### DATA TO USE
******

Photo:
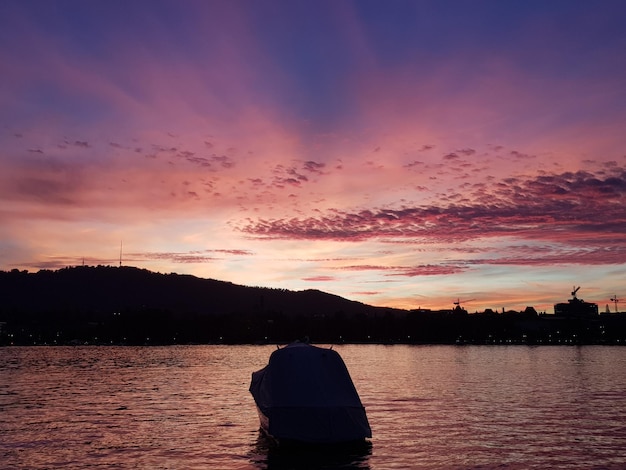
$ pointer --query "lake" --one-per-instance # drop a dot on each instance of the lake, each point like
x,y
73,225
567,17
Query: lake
x,y
185,407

******

### EXERCISE
Return each line above exactly; any pictures are to be skipped.

### SOLVED PROBLEM
Photo:
$ pointer --query "lake" --one-per-instance # drop a dot on each instance of the lake, each point like
x,y
73,225
567,17
Query: lake
x,y
185,407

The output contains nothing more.